» Tasks for this exercise
a: In the comment thread about fedoras and hipsters, what does one commenter say separates a hipster from a non-hipster?
b: Extend the comment thread about fedoras and hipsters, picking up right after its final line.

» Document section
LOL.
One of the guys in the XKCD forum mentioned how, only there, could an argument that starts out about Hitler could end in a comparison of Operating System root processes (or something like that). 😀
I’ve found the difference between hipster and not is in how nice your fedora is. If you were a cheap faux-dora, hipster. If you have a nice wool felt fedora in the traditional 30s-40s style, not hipster. Or you could go with a bowler and be your own kind of douche.
Seeing a hipster wearing a bowler would make me cross to the other side of the street. It’s an indication that said hipster might be “ready for a bit of the old ultra-violence.”
Okay, so, I’m 42 and have worn a fedora since I was 15, which is just BEFORE RAIDERS OF THE LOST ARK came out. I wore a trenchcoat and fedora throughout high school, because I was a Bogart fan.

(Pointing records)
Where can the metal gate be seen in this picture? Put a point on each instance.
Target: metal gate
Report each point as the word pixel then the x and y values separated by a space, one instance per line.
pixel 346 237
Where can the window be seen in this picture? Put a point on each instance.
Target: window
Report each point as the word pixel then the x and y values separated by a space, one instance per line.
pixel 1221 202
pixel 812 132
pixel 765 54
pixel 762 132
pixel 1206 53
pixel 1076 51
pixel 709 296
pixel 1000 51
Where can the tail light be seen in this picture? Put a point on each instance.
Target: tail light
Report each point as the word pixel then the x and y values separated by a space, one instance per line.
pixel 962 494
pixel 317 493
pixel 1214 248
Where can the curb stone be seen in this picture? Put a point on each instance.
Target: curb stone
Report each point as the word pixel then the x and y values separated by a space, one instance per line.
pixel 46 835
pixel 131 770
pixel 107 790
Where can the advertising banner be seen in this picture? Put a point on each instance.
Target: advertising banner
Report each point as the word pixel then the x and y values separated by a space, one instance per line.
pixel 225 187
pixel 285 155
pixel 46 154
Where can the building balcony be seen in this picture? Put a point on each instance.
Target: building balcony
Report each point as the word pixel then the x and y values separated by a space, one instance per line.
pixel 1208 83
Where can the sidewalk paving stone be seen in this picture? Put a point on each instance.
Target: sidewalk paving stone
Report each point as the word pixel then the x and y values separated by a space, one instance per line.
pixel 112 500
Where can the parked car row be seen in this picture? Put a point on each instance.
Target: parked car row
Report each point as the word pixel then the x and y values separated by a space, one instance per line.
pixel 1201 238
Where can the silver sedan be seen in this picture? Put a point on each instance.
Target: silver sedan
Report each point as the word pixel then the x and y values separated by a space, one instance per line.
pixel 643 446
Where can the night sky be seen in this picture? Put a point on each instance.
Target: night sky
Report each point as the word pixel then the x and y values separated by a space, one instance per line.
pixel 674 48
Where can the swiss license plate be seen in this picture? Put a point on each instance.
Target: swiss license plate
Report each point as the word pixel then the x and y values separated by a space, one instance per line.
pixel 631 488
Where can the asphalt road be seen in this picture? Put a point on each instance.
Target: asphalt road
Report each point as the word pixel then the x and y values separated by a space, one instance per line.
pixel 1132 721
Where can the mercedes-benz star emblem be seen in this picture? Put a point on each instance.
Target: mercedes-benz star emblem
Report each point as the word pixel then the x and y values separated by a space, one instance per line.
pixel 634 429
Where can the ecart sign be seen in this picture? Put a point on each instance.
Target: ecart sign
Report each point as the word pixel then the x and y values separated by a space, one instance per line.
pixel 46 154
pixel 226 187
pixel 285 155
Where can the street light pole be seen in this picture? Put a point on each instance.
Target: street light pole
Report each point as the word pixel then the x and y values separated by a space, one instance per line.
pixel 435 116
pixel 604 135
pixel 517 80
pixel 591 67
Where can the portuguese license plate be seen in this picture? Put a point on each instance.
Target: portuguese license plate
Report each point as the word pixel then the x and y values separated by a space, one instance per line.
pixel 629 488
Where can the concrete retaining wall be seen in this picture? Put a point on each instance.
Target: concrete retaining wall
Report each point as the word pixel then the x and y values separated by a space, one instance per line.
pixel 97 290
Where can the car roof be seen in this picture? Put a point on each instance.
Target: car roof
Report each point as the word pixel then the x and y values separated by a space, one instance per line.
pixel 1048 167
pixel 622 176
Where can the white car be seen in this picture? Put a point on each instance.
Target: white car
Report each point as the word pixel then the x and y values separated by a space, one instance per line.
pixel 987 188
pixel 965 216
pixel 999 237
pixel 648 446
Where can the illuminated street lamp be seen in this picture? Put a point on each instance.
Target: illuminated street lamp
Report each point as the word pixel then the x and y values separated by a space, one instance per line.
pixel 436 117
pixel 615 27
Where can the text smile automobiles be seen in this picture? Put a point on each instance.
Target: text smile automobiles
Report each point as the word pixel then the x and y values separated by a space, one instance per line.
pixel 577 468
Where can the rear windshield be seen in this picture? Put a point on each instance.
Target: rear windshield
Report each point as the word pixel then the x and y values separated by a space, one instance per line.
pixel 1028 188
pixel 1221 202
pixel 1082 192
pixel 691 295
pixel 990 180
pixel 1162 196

» Expected answers
a: How nice your fedora is.

b:
I also have muttonchops. But, see, because I’m an old dude, I look like a guy who’s a Civil War veteran who is a Bogart fan, rather than a hipster douche.
So I feel confident that I can point out what all the hipster douches are doing wrong. They’re wearing trilbies instead of fedoras.
Trilbies are the ones with narrow brims. There are women and Black men who can wear them, but the last white man who could make a trilby look good was Frank Sinatra. I mean, even in the rest of the Rat Pack, only Sammy Davis Junior made it work. Sinatra may be the only white man in history who has made a trilby look good.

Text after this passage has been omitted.